**Prompt**
Nothing but the pictures may be left out. Restate the rest of the entries word for word.

Saved entries
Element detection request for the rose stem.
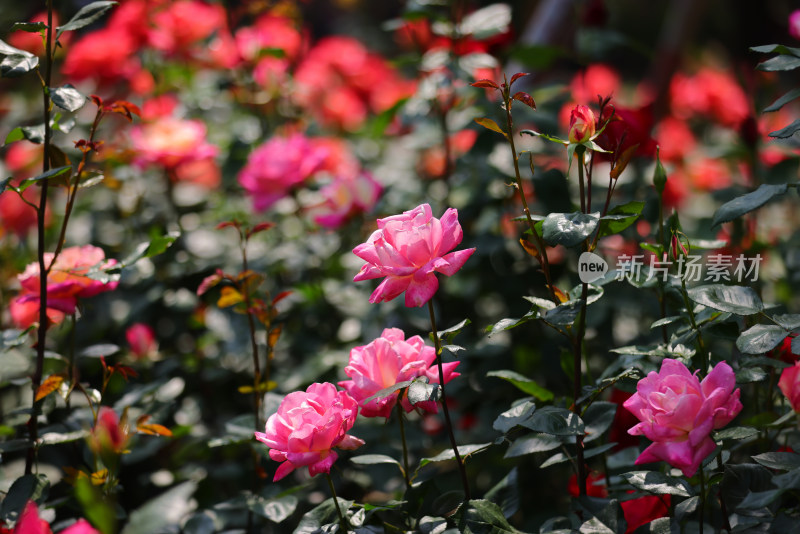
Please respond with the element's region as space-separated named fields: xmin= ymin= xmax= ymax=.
xmin=427 ymin=300 xmax=471 ymax=501
xmin=396 ymin=401 xmax=411 ymax=487
xmin=326 ymin=472 xmax=350 ymax=533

**Answer area**
Element detection request for the rose stem.
Please respond with the element's region as space-separated named fields: xmin= ymin= xmax= ymax=.
xmin=427 ymin=300 xmax=471 ymax=501
xmin=396 ymin=401 xmax=411 ymax=487
xmin=326 ymin=472 xmax=350 ymax=533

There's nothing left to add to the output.